Why Now?
There has been no shortage of commentators and players willing to vouch that this is the worst financial crisis they have ever seen. Equally, there has been no shortage of bailout moves by the Federal Reserve–remedies that put “the Greenspan Put” to shame in their magnitude.
And yet the market meltdown continues, and the casualties continue to mount, with Bear Stearns the latest–and surely not the last.
In all this, no one yet seems to have posed the question of “why now?”. Why is the crisis clearly more severe this time than ever before, and why are remedies that worked relatively quickly in the past (remember the fast turnaround of the market after October 1987, and the rapid recovery from the rescue of Long Term Capital Management?) failling today?
The answer is, simply, that the world has never in its history carried the level of debt that it is carrying today. The remedies that worked when America’s private debt to GDP ratio was a mere 150 percent (see Figure 1) are inadequate when that ratio is 275 percent.

* [What needs to be done]
Resume the essay on the financial crisis and record debt levels, picking up after its final sentence.

* [Information given]
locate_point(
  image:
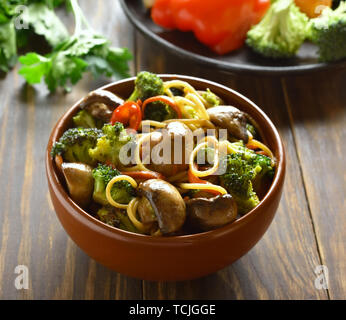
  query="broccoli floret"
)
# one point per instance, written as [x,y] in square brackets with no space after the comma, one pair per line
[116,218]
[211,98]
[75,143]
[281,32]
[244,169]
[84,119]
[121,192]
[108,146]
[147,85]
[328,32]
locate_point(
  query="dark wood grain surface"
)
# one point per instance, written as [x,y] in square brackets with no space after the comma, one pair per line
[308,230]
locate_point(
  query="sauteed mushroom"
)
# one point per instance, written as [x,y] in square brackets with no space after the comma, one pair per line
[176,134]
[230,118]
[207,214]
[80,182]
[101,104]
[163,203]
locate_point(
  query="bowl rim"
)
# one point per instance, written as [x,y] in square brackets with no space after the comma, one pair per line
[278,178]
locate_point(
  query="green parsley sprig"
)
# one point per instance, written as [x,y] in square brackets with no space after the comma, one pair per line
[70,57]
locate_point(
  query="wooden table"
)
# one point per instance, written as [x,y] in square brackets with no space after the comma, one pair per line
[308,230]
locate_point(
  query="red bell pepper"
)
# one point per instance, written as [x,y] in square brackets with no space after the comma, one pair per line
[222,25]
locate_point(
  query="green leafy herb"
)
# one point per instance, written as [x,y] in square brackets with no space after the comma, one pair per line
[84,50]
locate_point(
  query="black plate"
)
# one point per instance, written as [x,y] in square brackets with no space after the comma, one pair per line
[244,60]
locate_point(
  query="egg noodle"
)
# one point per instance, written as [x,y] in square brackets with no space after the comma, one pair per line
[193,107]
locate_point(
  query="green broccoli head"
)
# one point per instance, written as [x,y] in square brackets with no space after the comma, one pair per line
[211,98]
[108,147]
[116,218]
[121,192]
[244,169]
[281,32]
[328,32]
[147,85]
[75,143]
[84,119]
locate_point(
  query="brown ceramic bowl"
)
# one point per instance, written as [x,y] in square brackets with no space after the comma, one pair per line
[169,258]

* * *

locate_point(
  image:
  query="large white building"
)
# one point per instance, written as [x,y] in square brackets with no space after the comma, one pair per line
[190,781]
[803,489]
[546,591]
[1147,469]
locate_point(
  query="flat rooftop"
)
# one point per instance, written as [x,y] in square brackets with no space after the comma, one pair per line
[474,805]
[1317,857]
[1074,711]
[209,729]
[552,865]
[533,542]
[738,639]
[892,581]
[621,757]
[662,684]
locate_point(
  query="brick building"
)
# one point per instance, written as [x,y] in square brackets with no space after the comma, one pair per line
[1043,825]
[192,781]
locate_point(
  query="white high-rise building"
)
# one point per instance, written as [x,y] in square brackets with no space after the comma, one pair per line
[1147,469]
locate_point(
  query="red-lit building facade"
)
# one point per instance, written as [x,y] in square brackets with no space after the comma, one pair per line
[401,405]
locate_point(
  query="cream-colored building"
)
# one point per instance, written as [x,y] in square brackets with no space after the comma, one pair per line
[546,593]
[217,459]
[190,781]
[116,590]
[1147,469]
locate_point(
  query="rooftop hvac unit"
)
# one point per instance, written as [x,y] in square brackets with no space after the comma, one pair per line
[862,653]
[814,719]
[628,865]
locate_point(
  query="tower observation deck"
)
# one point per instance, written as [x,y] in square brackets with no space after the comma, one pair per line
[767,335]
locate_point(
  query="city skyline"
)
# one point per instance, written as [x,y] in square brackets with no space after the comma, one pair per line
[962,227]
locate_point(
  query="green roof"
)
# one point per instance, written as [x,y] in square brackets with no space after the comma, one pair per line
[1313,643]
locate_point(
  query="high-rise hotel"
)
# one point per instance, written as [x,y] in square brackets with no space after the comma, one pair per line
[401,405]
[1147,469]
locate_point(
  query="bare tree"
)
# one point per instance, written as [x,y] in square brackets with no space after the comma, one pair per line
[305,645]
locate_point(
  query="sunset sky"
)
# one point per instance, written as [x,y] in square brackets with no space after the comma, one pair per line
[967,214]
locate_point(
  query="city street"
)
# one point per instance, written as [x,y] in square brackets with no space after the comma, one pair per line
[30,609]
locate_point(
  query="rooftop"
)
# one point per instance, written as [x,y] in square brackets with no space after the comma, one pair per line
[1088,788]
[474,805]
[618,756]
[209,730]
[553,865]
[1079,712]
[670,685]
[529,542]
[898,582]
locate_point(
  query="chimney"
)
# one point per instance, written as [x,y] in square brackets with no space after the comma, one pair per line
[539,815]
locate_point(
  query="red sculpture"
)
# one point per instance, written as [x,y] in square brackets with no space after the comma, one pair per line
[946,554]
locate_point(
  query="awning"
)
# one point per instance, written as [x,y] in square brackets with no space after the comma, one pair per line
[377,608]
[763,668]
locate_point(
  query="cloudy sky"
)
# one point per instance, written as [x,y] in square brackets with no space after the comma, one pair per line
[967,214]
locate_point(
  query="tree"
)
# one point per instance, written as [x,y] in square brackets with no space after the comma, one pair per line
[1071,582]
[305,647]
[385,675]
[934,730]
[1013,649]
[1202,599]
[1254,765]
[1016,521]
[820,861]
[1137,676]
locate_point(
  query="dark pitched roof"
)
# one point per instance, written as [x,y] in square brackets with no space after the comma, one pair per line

* [Response below]
Figure 1: Debt to GDP Ratios over the Long Term
Those remedies worked in the past, not because they “solved the problem”, but because they encouraged the renewal of the debt accumulation process. Each Federal Reserve rescue was followed by a renewed growth of debt relative to income–without which, the economy would have gone into a slump, rather than a boom.
The traditional cure to a financial crisis–to restart the debt accumulation engine–can’t work this time, because in America today, there’s no-one left to lend to (there is no sub-subprime borrower), and no lender willing to risk its capital in yet more debt.
So the dominoes will continue to fall. Manoeuvres like extending the range of securities that are eligible for the Federal Reserve’s repo window will provide temporary liquidity. But while that liquidity exists, the financiers then have to find someone else willing to give them the medium term credit needed to honour the other side of the repo agreement–to buy the securities back from the Fed when the repo agreement expires.
That could be when the next dose of the proverbial manure hits the proverbial fan. The repo agreements that the Fed will arrange will doubtless involve discounts to face value of the bonds being accepted as securities. The firms that take out that temporary liquidity then have to buy those bonds back–and without reserves to draw upon, that will involve further debt.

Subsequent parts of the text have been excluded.